→ **Goal of the exercise**: Transcribe, without alteration, the line that includes "Put one point on every instance of the front wheel" and each line after it until the records end, omitting all that precede it.

→ **Data records**:
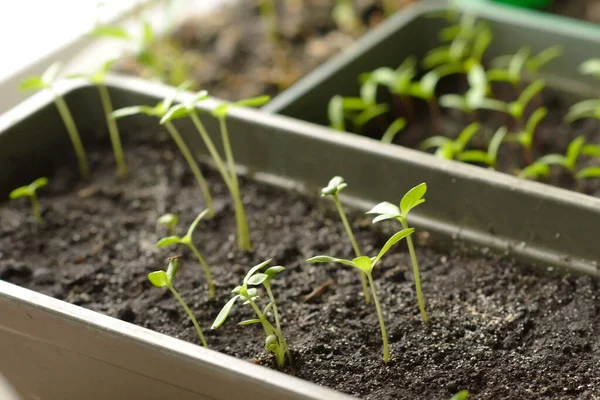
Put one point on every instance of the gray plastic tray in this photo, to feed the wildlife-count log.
(54, 350)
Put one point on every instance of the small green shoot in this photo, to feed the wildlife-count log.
(98, 79)
(366, 265)
(525, 136)
(159, 111)
(30, 191)
(447, 148)
(170, 222)
(187, 241)
(275, 341)
(335, 186)
(46, 81)
(489, 157)
(162, 279)
(386, 211)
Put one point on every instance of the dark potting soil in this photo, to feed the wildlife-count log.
(228, 52)
(498, 328)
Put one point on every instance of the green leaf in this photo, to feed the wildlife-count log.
(335, 112)
(33, 83)
(158, 278)
(257, 279)
(474, 156)
(392, 130)
(253, 101)
(370, 113)
(591, 67)
(109, 31)
(255, 269)
(363, 263)
(224, 313)
(167, 241)
(250, 322)
(39, 183)
(573, 151)
(335, 185)
(175, 112)
(23, 191)
(454, 101)
(274, 270)
(465, 136)
(535, 170)
(413, 198)
(590, 172)
(327, 259)
(398, 236)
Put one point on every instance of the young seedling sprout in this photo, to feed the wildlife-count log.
(275, 341)
(335, 186)
(46, 81)
(489, 157)
(30, 191)
(187, 241)
(525, 137)
(170, 222)
(162, 279)
(366, 265)
(447, 148)
(159, 111)
(385, 211)
(98, 79)
(226, 168)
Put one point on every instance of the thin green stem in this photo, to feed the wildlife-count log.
(205, 267)
(35, 208)
(187, 154)
(243, 233)
(113, 131)
(67, 118)
(286, 348)
(363, 278)
(190, 314)
(416, 273)
(386, 350)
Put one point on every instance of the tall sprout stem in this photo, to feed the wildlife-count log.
(187, 154)
(386, 350)
(67, 118)
(416, 273)
(230, 178)
(113, 131)
(35, 208)
(363, 277)
(286, 349)
(190, 314)
(205, 268)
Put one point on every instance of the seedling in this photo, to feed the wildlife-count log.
(591, 67)
(335, 186)
(385, 211)
(366, 265)
(169, 221)
(30, 191)
(159, 111)
(576, 148)
(345, 16)
(187, 241)
(448, 148)
(46, 81)
(98, 79)
(275, 341)
(162, 279)
(489, 157)
(525, 137)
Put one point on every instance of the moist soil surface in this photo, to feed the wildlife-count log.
(498, 328)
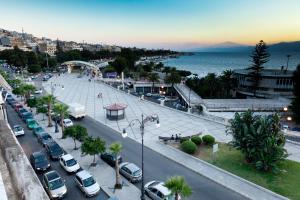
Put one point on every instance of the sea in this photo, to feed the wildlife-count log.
(202, 63)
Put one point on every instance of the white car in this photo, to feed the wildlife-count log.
(87, 184)
(157, 191)
(67, 123)
(40, 91)
(69, 163)
(18, 130)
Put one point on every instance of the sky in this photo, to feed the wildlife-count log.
(175, 24)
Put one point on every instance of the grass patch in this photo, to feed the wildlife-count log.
(285, 183)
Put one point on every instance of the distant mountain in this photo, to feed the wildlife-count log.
(287, 47)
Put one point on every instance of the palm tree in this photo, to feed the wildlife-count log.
(154, 78)
(49, 100)
(173, 78)
(116, 149)
(178, 186)
(62, 111)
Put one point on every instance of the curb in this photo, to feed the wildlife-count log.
(225, 172)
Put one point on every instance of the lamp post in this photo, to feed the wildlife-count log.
(142, 122)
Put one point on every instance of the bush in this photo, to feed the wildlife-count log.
(208, 140)
(196, 139)
(189, 147)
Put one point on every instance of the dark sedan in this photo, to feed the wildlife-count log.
(39, 161)
(110, 158)
(44, 138)
(54, 150)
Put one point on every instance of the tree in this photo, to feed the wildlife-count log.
(172, 79)
(116, 149)
(259, 138)
(76, 132)
(34, 68)
(259, 57)
(154, 78)
(49, 101)
(93, 146)
(178, 187)
(62, 111)
(119, 64)
(295, 105)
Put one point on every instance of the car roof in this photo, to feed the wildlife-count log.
(67, 157)
(160, 186)
(83, 174)
(132, 167)
(38, 153)
(52, 175)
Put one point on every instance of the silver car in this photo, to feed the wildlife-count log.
(54, 185)
(130, 171)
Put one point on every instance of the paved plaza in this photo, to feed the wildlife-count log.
(82, 91)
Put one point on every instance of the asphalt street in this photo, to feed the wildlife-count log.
(158, 167)
(30, 144)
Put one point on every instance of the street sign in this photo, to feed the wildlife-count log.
(215, 148)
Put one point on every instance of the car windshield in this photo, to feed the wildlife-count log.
(46, 137)
(40, 159)
(89, 181)
(56, 149)
(137, 172)
(18, 128)
(71, 162)
(38, 129)
(57, 183)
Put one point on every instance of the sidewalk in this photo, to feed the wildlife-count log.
(103, 173)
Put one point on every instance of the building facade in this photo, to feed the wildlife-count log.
(274, 83)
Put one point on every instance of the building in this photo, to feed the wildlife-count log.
(49, 48)
(274, 83)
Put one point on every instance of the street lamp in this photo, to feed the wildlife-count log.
(144, 120)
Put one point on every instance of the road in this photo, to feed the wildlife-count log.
(29, 144)
(158, 167)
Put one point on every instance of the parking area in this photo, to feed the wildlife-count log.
(30, 144)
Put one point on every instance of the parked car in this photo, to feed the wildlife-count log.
(18, 106)
(44, 138)
(54, 185)
(37, 130)
(157, 191)
(54, 150)
(39, 161)
(26, 115)
(86, 183)
(18, 130)
(40, 91)
(130, 171)
(110, 159)
(67, 123)
(21, 111)
(31, 124)
(69, 163)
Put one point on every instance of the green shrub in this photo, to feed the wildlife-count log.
(189, 147)
(182, 140)
(197, 139)
(208, 140)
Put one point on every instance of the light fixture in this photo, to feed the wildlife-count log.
(157, 123)
(124, 133)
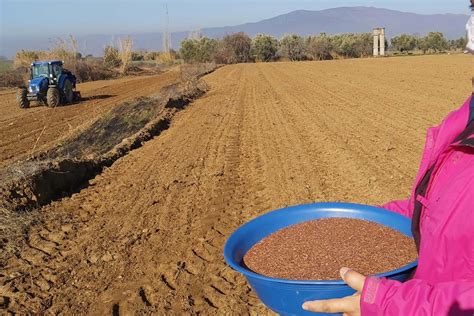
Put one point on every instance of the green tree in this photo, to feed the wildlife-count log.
(292, 47)
(111, 56)
(264, 48)
(235, 48)
(198, 50)
(435, 41)
(319, 47)
(404, 43)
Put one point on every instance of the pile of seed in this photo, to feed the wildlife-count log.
(316, 250)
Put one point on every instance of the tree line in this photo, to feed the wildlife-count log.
(240, 48)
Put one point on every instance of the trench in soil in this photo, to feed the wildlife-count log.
(67, 168)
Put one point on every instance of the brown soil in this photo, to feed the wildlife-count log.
(146, 236)
(25, 132)
(316, 250)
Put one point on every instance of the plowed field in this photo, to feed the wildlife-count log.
(146, 236)
(28, 131)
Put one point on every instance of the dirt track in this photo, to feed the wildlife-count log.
(26, 131)
(147, 235)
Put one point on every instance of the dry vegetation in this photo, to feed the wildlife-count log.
(51, 174)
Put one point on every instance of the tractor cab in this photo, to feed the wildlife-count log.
(49, 69)
(50, 84)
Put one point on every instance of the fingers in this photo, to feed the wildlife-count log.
(349, 304)
(354, 279)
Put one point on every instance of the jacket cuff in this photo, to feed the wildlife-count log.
(368, 301)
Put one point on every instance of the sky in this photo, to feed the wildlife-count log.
(85, 17)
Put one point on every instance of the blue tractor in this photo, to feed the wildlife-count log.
(50, 84)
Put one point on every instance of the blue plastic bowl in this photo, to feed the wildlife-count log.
(286, 296)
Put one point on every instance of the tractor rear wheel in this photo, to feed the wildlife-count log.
(53, 97)
(68, 93)
(22, 99)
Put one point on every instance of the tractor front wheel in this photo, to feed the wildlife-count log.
(53, 97)
(22, 99)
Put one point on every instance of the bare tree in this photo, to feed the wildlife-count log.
(125, 53)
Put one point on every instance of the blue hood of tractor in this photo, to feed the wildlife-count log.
(38, 84)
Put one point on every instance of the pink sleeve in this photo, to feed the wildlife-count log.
(401, 207)
(416, 297)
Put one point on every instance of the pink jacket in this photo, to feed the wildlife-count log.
(444, 280)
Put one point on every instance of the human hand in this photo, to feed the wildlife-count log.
(350, 305)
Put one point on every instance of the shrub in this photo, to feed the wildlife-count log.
(434, 41)
(292, 47)
(24, 58)
(404, 43)
(125, 53)
(235, 48)
(264, 48)
(111, 56)
(199, 50)
(319, 47)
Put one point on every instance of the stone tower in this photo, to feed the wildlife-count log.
(379, 41)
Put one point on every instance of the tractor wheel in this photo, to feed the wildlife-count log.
(68, 93)
(53, 97)
(21, 98)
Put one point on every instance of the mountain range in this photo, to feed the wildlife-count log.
(302, 22)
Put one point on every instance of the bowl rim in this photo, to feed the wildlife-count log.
(248, 273)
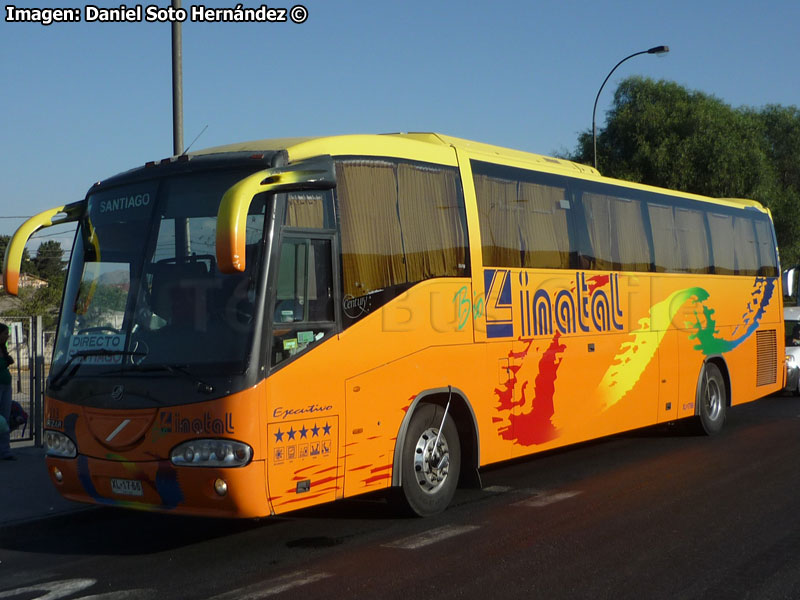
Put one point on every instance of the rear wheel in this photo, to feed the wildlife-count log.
(712, 399)
(431, 462)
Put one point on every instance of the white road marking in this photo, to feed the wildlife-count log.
(272, 586)
(431, 537)
(497, 489)
(546, 498)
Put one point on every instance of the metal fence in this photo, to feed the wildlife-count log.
(26, 345)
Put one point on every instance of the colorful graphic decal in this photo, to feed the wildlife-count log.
(635, 355)
(531, 422)
(528, 420)
(709, 343)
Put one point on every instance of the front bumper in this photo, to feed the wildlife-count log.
(164, 487)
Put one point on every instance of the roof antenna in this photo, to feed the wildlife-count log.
(194, 140)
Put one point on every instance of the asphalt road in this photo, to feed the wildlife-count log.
(652, 514)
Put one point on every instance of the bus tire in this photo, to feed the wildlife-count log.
(429, 475)
(712, 400)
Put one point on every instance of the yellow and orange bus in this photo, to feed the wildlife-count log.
(256, 328)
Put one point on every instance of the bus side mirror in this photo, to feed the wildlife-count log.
(790, 283)
(313, 174)
(13, 258)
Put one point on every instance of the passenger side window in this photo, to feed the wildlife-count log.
(303, 311)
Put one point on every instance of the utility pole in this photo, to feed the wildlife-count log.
(177, 83)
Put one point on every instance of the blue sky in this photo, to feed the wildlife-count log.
(83, 101)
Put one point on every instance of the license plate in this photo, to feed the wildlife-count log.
(127, 487)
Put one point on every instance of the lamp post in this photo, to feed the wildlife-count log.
(177, 84)
(654, 50)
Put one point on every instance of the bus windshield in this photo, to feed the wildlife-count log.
(143, 290)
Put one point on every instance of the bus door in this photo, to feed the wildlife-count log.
(303, 414)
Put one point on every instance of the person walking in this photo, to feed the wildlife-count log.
(5, 393)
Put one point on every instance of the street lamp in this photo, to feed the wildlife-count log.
(654, 50)
(177, 84)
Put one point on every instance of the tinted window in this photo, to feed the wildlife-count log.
(401, 223)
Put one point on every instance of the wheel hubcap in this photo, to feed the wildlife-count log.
(431, 461)
(713, 400)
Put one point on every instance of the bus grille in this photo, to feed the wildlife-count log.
(767, 357)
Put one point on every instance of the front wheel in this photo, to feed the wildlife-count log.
(712, 399)
(431, 462)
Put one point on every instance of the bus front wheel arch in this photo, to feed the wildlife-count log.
(430, 462)
(712, 399)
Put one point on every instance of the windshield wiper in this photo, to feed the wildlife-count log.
(56, 380)
(202, 386)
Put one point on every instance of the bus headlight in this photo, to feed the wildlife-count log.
(211, 453)
(59, 445)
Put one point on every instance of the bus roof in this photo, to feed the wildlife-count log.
(438, 148)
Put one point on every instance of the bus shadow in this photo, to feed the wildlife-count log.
(110, 531)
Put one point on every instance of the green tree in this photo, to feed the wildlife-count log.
(44, 301)
(662, 134)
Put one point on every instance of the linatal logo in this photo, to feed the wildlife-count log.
(175, 422)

→ **Response box**:
Put one point on every instance of the front wheel in this photo, to feed the wildlife-count log.
(712, 399)
(431, 462)
Put one point on every instance of the bus front wheel arch in this photo, to feed the wildlife-count log.
(430, 462)
(712, 399)
Put one point on every instance of the windshield wiper in this photo, to feed the wildlife-count log.
(56, 380)
(202, 386)
Put one point on every instance of the bus headlight in this photo, to feed the wildlife-count log.
(211, 453)
(59, 445)
Put one point on every instance of the bus roof in this photo, to feed the wildlife-count log.
(438, 148)
Put one point on every instance of the bus shadow in this photo, to feed the wildlife-count log.
(110, 531)
Put one point on every instance of the green tree in this photo, to feed the wildlife-count log.
(44, 301)
(662, 134)
Put one point on every instance of the linatal logo in this photo, to feed the wildlife-count log.
(175, 422)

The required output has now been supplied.